- [What is being asked]
Copy all of the records below and replace every "integer pixel boxes" with "bounding boxes", leaving everything else unchanged.

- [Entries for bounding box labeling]
────────────────
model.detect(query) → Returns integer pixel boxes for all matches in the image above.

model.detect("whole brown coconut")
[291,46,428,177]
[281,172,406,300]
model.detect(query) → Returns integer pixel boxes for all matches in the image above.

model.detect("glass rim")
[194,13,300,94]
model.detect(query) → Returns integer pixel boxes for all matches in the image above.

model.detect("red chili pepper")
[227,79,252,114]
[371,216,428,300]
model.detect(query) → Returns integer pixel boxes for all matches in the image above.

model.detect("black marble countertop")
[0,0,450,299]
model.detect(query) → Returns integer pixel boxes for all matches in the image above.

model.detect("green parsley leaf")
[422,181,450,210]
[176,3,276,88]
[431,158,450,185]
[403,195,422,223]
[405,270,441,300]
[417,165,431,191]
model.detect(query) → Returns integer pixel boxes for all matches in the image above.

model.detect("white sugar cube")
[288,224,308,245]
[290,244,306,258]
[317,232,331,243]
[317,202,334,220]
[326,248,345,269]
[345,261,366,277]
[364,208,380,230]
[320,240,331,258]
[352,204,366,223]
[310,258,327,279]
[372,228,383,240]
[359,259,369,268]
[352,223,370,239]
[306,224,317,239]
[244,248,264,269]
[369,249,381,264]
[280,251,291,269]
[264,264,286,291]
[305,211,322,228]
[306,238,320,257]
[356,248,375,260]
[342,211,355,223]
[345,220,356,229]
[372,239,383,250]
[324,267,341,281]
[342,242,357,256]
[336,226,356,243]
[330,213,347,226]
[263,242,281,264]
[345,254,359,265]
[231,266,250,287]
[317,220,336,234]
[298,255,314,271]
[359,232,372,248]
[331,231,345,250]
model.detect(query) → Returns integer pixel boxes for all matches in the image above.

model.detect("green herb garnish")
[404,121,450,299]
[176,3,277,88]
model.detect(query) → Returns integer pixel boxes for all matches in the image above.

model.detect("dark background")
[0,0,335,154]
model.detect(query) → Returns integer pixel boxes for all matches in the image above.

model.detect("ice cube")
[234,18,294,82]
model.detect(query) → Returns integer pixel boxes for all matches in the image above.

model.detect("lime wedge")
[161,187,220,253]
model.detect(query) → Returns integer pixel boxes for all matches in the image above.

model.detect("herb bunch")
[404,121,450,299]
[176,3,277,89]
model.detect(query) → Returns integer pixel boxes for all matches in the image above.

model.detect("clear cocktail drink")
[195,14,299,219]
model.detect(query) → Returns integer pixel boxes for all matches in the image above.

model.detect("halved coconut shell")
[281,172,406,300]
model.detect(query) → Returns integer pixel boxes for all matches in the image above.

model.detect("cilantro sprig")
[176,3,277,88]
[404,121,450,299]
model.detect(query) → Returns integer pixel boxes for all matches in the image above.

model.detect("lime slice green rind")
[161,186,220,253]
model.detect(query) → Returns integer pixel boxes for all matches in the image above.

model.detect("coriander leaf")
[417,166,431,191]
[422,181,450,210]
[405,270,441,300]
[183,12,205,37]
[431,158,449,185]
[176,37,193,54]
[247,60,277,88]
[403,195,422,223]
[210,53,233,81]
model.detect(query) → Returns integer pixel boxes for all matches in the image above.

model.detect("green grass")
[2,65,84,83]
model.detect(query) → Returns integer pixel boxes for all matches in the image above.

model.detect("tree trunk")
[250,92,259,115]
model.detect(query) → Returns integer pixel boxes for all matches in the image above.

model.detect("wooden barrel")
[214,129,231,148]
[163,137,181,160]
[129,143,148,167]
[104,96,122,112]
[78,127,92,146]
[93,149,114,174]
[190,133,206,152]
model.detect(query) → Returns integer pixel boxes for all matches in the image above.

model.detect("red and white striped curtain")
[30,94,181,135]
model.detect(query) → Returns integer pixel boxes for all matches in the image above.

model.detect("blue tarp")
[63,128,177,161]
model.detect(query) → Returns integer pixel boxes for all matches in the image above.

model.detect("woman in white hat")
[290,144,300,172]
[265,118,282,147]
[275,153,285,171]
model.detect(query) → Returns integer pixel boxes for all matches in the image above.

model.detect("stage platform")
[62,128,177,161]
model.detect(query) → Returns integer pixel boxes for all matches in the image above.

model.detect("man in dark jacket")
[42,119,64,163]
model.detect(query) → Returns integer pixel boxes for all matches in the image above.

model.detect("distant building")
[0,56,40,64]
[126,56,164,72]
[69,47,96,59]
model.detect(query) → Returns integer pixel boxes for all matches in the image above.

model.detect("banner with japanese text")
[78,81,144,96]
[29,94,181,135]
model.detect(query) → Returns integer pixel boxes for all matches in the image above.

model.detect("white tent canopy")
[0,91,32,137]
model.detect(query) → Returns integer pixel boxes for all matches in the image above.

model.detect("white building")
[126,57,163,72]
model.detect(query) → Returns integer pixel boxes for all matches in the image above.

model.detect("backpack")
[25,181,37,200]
────────────────
- [Solution for this exercise]
model.detect(query) → Returns bounding boxes for all matches in the image above.

model.detect("whole brown coconut")
[291,46,428,177]
[281,172,406,300]
model.detect(query) → Returns bounding boxes for all matches in the image above.

model.detect("glass rim")
[194,13,300,94]
model.detect(query) → Returns bounding boxes for all matches in the image above.

model.detect("red chili pepper")
[227,79,252,114]
[371,216,428,300]
model.detect(query) → Returns bounding boxes for all matches in the image above.

model.detect("black marble countertop")
[0,0,450,299]
model.detect(query) → Returns bounding boxes for all matches in the image above.

model.detect("green parsley leaf")
[422,181,450,210]
[176,3,276,88]
[431,158,450,185]
[403,195,422,223]
[405,270,441,300]
[417,165,431,191]
model.detect(query) → Returns bounding boxes for all matches in the image above.

model.detect("white sugar cube")
[288,224,308,245]
[290,244,306,258]
[317,232,331,243]
[317,202,334,220]
[326,248,345,269]
[345,261,366,277]
[364,208,380,230]
[320,240,331,258]
[352,204,366,223]
[310,258,327,279]
[372,228,383,240]
[359,259,369,268]
[352,223,370,239]
[306,224,317,239]
[244,248,264,269]
[369,249,381,264]
[280,251,291,269]
[264,264,286,291]
[305,211,322,228]
[306,238,320,257]
[356,248,375,260]
[342,211,355,223]
[345,220,356,229]
[372,239,383,250]
[324,267,341,281]
[342,242,357,256]
[336,226,356,243]
[330,213,347,226]
[263,242,281,264]
[345,254,359,265]
[231,266,250,287]
[317,220,336,234]
[298,255,314,271]
[359,232,372,248]
[331,231,345,250]
model.detect(query) → Returns bounding boxes for all matches in the image above.

model.detect("green herb garnish")
[404,121,450,299]
[176,3,277,88]
model.detect(query) → Returns bounding boxes for all matches in the image above.

model.detect("dark background")
[0,0,335,154]
model.detect(query) → Returns bounding boxes for all matches in the image above.

model.detect("ice cube")
[234,18,294,82]
model.detect(query) → Returns bounding boxes for all matches in the image above.

model.detect("lime wedge")
[161,187,220,253]
model.detect(query) → Returns bounding boxes for all matches in the image above.

model.detect("herb bunch")
[404,121,450,299]
[176,3,277,89]
model.detect(query) → Returns bounding boxes for all matches in the image above.

model.detect("clear cocktail drink")
[195,14,299,219]
model.detect(query) → Returns bounding boxes for all matches in the image above.

model.detect("halved coconut shell")
[281,172,406,300]
model.detect(query) → Returns bounding boxes for all matches in the image above.

model.detect("cilantro sprig")
[176,3,277,88]
[404,121,450,299]
model.detect(query) → Returns bounding boxes for all matches in the image above.

model.detect("lime slice green rind")
[161,186,220,253]
model.detect(query) → Returns bounding boxes for all matches in the image above.

model.detect("coriander leaf")
[417,166,431,191]
[422,181,450,210]
[405,270,441,300]
[183,12,205,37]
[431,158,449,185]
[176,37,193,54]
[247,60,277,88]
[403,195,422,223]
[210,53,233,81]
model.detect(query) → Returns bounding boxes for all matches in the image above.

model.detect("green grass")
[2,65,84,83]
model.detect(query) → Returns bounding boxes for all matches in the image above.

model.detect("tree trunk")
[250,92,259,115]
model.detect(query) → Returns bounding boxes for all matches in the image above.

model.detect("wooden barrel")
[214,129,231,148]
[163,137,181,160]
[129,143,148,167]
[104,96,122,112]
[78,127,92,146]
[93,149,114,174]
[190,133,206,152]
model.detect(query) → Returns bounding boxes for all matches in the image above.

model.detect("red and white striped curtain")
[30,94,181,135]
model.detect(query) → Returns bounding boxes for all matches in the image above.

model.detect("blue tarp")
[63,128,177,161]
model.detect(query) → Returns bounding boxes for all matches in the image above.

model.detect("woman in white hat")
[290,144,300,172]
[265,118,282,147]
[275,153,285,171]
model.detect(query) → Returns bounding boxes for all matches in the image above.

model.detect("stage platform")
[62,128,177,161]
model.detect(query) → Returns bounding boxes for all matches in the image above.

model.detect("man in dark jacket")
[42,119,64,163]
model.detect(query) → Returns bounding boxes for all matches in the image above.

model.detect("distant building")
[0,56,40,64]
[126,56,164,72]
[69,47,96,59]
model.detect(query) → Returns bounding boxes for all matches in the image above.

model.detect("banner with japanese text")
[78,81,144,96]
[29,94,181,135]
model.detect(query) → Returns bounding boxes for all matches in the image above.

model.detect("white tent canopy")
[0,91,32,137]
model.detect(query) → Returns bounding boxes for all matches in the image above.

model.detect("white building")
[126,57,163,72]
model.detect(query) → Returns bounding boxes for all matches in the image above.

model.detect("backpack")
[25,181,37,200]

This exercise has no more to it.